### Goal
Convert all the items below into a numbered list, leaving out any blank lines.

══ Extracted material

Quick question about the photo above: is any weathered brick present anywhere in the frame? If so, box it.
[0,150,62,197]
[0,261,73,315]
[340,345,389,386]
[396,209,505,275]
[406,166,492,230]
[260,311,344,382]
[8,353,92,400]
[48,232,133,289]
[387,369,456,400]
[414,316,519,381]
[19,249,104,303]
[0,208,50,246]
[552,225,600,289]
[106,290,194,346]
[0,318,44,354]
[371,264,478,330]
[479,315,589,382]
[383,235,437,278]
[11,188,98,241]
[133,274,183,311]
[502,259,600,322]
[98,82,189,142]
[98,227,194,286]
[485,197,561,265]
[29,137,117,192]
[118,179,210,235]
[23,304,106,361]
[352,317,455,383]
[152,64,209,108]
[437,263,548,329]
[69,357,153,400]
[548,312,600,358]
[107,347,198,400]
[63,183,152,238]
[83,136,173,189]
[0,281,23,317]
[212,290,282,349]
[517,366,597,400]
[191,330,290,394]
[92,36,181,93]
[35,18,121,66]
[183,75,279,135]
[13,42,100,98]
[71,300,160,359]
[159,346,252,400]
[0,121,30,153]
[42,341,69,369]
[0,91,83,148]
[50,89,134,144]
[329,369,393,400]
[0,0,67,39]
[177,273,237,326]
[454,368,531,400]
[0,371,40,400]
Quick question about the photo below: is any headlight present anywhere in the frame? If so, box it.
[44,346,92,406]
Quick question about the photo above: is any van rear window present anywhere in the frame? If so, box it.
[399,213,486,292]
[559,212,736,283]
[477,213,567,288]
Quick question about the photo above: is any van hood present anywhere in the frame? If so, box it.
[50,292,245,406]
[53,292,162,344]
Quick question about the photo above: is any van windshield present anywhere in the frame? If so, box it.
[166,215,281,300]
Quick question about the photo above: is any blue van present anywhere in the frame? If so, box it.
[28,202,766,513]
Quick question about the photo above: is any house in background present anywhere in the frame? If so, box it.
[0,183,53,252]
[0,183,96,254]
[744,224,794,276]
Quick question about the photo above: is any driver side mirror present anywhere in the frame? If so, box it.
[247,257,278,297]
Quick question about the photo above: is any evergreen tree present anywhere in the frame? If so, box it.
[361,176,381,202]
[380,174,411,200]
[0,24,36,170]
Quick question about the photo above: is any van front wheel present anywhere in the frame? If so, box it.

════

### Result for this exercise
1. Quick question about the photo above: is any weathered brick present anywhere in the frame? If so, box it.
2. [0,150,62,197]
3. [0,261,73,315]
4. [340,345,389,386]
5. [396,209,505,275]
6. [406,166,492,230]
7. [260,311,344,382]
8. [8,353,92,400]
9. [48,232,133,289]
10. [387,369,456,400]
11. [414,316,519,381]
12. [19,249,104,303]
13. [0,208,50,246]
14. [552,225,600,289]
15. [106,290,194,346]
16. [0,318,44,354]
17. [371,264,478,330]
18. [479,315,589,382]
19. [383,235,437,278]
20. [11,188,98,241]
21. [133,274,183,311]
22. [502,259,600,322]
23. [98,82,189,142]
24. [98,227,194,286]
25. [485,197,561,265]
26. [29,137,117,192]
27. [118,179,210,235]
28. [23,304,106,361]
29. [352,317,455,383]
30. [152,64,209,108]
31. [437,263,548,329]
32. [69,357,153,400]
33. [548,312,600,358]
34. [107,347,198,400]
35. [63,183,152,238]
36. [83,136,173,189]
37. [0,281,23,317]
38. [212,290,282,349]
39. [517,366,597,400]
40. [191,330,290,394]
41. [92,36,181,93]
42. [35,18,121,66]
43. [183,75,279,135]
44. [13,42,100,98]
45. [71,300,160,359]
46. [159,346,252,400]
47. [0,121,30,153]
48. [42,341,69,369]
49. [0,91,83,148]
50. [50,89,134,144]
51. [329,369,393,400]
52. [0,0,67,39]
53. [177,273,237,326]
54. [454,368,531,400]
55. [0,371,40,400]
56. Quick question about the photo below: is any headlight present anywhere in the frame? If so, box it.
57. [44,346,92,406]
58. Quick question about the photo above: is any van rear window present anywhere in the frame? If so, box it.
59. [399,213,486,292]
60. [559,212,736,283]
61. [477,213,567,288]
62. Quick question about the photo above: is any van hood present anywhere in the frame? If so, box it.
63. [50,292,245,406]
64. [53,292,162,344]
65. Quick question about the photo above: is any van windshield present anywhere in the frame? If so, box it.
66. [166,215,281,300]
67. Quick question about the photo above: is any blue van present anywhere in the frame? If so, box it.
68. [28,202,766,513]
69. Quick question about the photo above: is any house in background present anywhere in the frame? If so, box it.
70. [0,183,53,252]
71. [0,183,96,254]
72. [744,224,794,276]
73. Quick question about the photo above: is any driver side mirror present anywhere in the frame? If so, box it.
74. [247,257,278,297]
75. Quick question about the photo above: is any evergreen tree present anywhere in the frame? If so, box it.
76. [361,176,381,202]
77. [380,174,411,200]
78. [0,24,36,170]
79. Quick question about the photo above: is any van front wheel present anywhere in the frame? If so, box it.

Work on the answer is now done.